GIVEN DATA.
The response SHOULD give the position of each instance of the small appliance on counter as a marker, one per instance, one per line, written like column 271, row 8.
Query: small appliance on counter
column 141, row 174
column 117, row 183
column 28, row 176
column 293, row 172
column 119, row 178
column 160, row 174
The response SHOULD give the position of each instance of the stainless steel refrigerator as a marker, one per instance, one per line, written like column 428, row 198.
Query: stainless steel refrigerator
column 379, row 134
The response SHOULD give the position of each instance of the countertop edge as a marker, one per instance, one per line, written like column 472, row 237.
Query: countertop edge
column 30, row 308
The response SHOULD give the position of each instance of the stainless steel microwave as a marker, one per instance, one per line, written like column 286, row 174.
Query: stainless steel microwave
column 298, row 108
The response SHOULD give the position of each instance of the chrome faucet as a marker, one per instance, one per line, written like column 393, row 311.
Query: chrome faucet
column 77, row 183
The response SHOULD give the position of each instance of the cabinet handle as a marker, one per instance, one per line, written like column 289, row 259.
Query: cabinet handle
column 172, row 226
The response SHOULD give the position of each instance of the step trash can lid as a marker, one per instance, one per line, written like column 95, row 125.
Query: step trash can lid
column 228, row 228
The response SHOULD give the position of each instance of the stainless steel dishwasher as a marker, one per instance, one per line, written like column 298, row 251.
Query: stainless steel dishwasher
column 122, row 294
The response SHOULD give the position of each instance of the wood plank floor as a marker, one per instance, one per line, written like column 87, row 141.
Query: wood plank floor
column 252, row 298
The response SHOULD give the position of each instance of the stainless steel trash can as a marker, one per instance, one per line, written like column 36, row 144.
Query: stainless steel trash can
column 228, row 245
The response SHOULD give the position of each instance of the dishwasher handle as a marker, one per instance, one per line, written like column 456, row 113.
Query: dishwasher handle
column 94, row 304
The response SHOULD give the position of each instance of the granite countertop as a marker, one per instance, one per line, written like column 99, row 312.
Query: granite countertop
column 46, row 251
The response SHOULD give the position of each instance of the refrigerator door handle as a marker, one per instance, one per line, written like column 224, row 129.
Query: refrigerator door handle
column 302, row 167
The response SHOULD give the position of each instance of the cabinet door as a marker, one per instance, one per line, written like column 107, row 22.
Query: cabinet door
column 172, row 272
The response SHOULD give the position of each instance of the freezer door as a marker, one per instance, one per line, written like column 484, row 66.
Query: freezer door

WHAT YOU WILL DO. Reproduce everything from the first of the rows above down to the line containing "column 160, row 174", with both of those lines included. Keep every line unchanged.

COMPLETE RESPONSE.
The response SHOULD give the position of each instance of the small appliance on counter as a marker, one per instance, one per line, written like column 271, row 8.
Query: small appliance on counter
column 141, row 174
column 117, row 183
column 28, row 176
column 293, row 172
column 119, row 178
column 160, row 174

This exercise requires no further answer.